_What to work on_
Each entry has to be reproduced in full, exactly as given.

=== Data to process ===

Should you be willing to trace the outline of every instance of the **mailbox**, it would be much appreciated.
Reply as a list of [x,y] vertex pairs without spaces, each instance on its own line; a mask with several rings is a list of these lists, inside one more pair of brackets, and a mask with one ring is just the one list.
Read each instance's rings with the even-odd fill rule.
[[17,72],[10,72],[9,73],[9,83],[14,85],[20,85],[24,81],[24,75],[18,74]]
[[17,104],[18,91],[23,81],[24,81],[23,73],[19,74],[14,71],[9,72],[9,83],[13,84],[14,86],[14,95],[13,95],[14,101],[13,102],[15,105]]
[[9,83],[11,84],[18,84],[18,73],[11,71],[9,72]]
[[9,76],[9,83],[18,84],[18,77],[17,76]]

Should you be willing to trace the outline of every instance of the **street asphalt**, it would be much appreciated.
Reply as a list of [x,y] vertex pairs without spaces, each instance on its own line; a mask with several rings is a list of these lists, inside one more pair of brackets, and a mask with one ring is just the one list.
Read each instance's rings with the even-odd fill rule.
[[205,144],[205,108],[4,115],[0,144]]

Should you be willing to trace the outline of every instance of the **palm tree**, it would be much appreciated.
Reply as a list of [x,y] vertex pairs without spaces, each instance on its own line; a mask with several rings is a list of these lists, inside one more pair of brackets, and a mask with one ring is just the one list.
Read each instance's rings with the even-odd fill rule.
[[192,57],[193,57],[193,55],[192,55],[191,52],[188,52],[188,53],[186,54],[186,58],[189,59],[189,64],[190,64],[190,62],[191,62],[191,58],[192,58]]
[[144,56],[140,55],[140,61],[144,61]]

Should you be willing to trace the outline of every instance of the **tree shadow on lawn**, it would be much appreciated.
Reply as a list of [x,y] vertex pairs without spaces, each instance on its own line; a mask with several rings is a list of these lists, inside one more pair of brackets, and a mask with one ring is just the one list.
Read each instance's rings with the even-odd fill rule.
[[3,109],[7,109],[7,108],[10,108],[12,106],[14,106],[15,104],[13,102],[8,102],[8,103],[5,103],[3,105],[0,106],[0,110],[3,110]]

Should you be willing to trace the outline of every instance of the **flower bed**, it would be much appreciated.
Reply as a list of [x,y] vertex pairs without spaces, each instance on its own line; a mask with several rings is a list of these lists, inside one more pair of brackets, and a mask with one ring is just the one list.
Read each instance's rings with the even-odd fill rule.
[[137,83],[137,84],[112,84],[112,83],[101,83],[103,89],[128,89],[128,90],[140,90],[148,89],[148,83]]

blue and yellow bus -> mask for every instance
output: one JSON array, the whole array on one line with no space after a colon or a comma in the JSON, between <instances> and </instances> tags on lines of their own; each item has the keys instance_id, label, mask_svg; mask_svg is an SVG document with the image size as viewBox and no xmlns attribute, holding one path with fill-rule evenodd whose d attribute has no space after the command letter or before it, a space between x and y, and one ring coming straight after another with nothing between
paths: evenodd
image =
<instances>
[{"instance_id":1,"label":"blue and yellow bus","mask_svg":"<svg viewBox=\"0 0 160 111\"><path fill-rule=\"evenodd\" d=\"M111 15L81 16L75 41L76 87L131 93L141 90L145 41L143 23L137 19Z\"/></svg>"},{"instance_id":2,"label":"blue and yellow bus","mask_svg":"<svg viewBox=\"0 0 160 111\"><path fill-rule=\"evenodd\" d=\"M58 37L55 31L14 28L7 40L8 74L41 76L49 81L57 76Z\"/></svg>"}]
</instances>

===

_Result_
Should you be willing to trace the outline of every instance of the **mailbox**, it would be much appreciated.
Reply as a list of [x,y] vertex pairs without spaces, each instance on its own line; a mask with several rings is a list of these lists, inside one more pair of brackets, and a mask with one ring is just the one list.
Read each instance's rings with the even-odd fill rule.
[[17,72],[10,72],[9,73],[9,83],[14,85],[20,85],[24,81],[24,75],[18,74]]
[[17,104],[18,91],[23,81],[24,81],[23,73],[19,74],[14,71],[9,72],[9,83],[13,84],[14,86],[14,95],[13,95],[14,101],[13,102],[15,105]]
[[9,83],[11,84],[18,84],[18,73],[11,71],[9,72]]
[[9,76],[9,83],[18,84],[18,77],[17,76]]

Should you be willing to trace the outline of every instance of the **street asphalt**, it would be much appreciated.
Reply as a list of [x,y] vertex pairs without spaces, each instance on its own line; a mask with several rings is a list of these lists, inside one more pair of brackets, and a mask with one ring is just the one list.
Read each instance's rings with the even-odd fill rule.
[[205,144],[205,108],[4,115],[0,144]]

Should you be willing to trace the outline of every instance of the **palm tree**, it would be much appreciated.
Reply as a list of [x,y] vertex pairs without spaces, each instance on its own line; a mask with several rings is a list of these lists, inside one more pair of brackets, and a mask with one ring is just the one list.
Read each instance's rings with the even-odd fill rule.
[[192,57],[193,57],[193,55],[192,55],[191,52],[188,52],[188,53],[186,54],[186,58],[189,59],[189,64],[190,64],[190,62],[191,62],[191,58],[192,58]]
[[144,56],[140,55],[140,61],[144,61]]

Should you be willing to trace the outline of every instance of the **tree shadow on lawn**, it would be much appreciated.
Reply as a list of [x,y] vertex pairs without spaces, each instance on its own line; a mask with several rings is a list of these lists, inside one more pair of brackets, and a mask with one ring is just the one list.
Read each instance's rings with the even-odd fill rule.
[[3,109],[7,109],[7,108],[10,108],[12,106],[14,106],[15,104],[13,102],[8,102],[8,103],[5,103],[3,105],[0,106],[0,110],[3,110]]

Should you be willing to trace the outline of every instance of the **flower bed**, it would be much appreciated.
Reply as a list of [x,y] vertex pairs without spaces, each instance on its own line; a mask with several rings is a list of these lists, inside one more pair of brackets, and a mask with one ring is just the one list.
Read each instance's rings with the even-odd fill rule.
[[137,83],[137,84],[112,84],[112,83],[101,83],[103,89],[128,89],[128,90],[140,90],[148,89],[148,83]]

blue and yellow bus -> mask for every instance
output: one JSON array, the whole array on one line with no space after a colon or a comma in the JSON, between <instances> and </instances> tags on lines of their own; each item has the keys instance_id, label, mask_svg; mask_svg is an SVG document with the image size as viewBox and no xmlns attribute, holding one path with fill-rule evenodd whose d attribute has no space after the command letter or before it, a space between x and y, and one ring coming straight after another with nothing between
paths: evenodd
image =
<instances>
[{"instance_id":1,"label":"blue and yellow bus","mask_svg":"<svg viewBox=\"0 0 160 111\"><path fill-rule=\"evenodd\" d=\"M111 15L81 16L75 41L76 87L131 93L141 90L145 41L143 23L137 19Z\"/></svg>"},{"instance_id":2,"label":"blue and yellow bus","mask_svg":"<svg viewBox=\"0 0 160 111\"><path fill-rule=\"evenodd\" d=\"M58 37L55 31L14 28L7 40L8 74L41 76L49 81L57 76Z\"/></svg>"}]
</instances>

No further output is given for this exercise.